Rewrite the records below, changing each occurrence of "rough mask" to "coarse mask" and keeping every other character unchanged.

Material for the task Block Start

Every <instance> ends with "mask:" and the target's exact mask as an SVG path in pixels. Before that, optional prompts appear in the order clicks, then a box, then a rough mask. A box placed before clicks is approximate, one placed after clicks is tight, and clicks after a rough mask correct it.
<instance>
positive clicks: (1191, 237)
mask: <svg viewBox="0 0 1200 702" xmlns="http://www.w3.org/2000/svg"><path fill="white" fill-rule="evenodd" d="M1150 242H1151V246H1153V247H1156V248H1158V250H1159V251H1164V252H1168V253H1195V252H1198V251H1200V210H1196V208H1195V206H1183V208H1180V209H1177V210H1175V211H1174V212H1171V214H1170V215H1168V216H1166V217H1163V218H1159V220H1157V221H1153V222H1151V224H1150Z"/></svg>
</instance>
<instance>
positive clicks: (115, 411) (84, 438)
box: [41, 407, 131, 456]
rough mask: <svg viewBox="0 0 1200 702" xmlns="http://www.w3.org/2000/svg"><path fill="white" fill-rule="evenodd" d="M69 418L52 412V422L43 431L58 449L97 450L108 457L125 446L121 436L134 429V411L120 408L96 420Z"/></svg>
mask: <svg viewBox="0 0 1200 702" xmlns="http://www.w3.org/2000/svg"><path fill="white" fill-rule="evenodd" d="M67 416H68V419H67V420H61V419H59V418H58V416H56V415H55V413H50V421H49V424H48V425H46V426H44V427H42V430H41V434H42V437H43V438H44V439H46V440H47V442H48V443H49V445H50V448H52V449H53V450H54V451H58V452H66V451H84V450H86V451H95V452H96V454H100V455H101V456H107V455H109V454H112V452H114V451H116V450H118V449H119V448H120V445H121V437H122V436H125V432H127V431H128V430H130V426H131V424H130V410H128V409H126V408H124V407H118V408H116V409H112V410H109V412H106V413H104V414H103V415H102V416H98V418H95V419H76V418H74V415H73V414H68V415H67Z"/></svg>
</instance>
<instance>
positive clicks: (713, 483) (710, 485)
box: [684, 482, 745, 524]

Material for the task Block End

= Response to the task =
Every <instance> ends with "mask:" and the target's exact mask as an SVG path in pixels. Before that, optional prompts appear in the order clicks, then a box, then a coarse mask. A box placed before clicks is approximate, one placed after clicks is tight, and clicks after a coarse mask correct it.
<instance>
positive clicks: (1191, 237)
mask: <svg viewBox="0 0 1200 702" xmlns="http://www.w3.org/2000/svg"><path fill="white" fill-rule="evenodd" d="M1150 242H1151V246H1153V247H1156V248H1158V250H1159V251H1164V252H1168V253H1195V252H1198V251H1200V210H1196V208H1195V206H1183V208H1180V209H1177V210H1175V211H1174V212H1171V214H1170V215H1168V216H1166V217H1163V218H1159V220H1157V221H1153V222H1151V224H1150Z"/></svg>
</instance>
<instance>
positive clicks: (115, 411) (84, 438)
box: [41, 407, 131, 456]
coarse mask: <svg viewBox="0 0 1200 702" xmlns="http://www.w3.org/2000/svg"><path fill="white" fill-rule="evenodd" d="M69 418L52 412V422L43 431L58 449L97 450L108 457L125 446L121 436L134 429V411L120 408L96 420Z"/></svg>
mask: <svg viewBox="0 0 1200 702" xmlns="http://www.w3.org/2000/svg"><path fill="white" fill-rule="evenodd" d="M67 416H68V419H67V420H61V419H59V418H58V416H56V415H55V413H50V421H49V424H48V425H46V426H44V427H42V430H41V434H42V437H43V438H44V439H46V440H47V442H48V443H49V445H50V448H52V449H53V450H54V451H58V452H66V451H84V450H86V451H95V452H96V454H100V455H101V456H107V455H109V454H112V452H114V451H116V450H118V449H119V448H120V445H121V437H122V436H125V432H127V431H128V430H130V426H131V424H130V410H128V409H126V408H124V407H118V408H116V409H112V410H109V412H106V413H104V414H103V415H102V416H98V418H95V419H76V418H74V415H73V414H68V415H67Z"/></svg>
</instance>
<instance>
positive clicks: (713, 483) (710, 485)
box: [684, 482, 745, 524]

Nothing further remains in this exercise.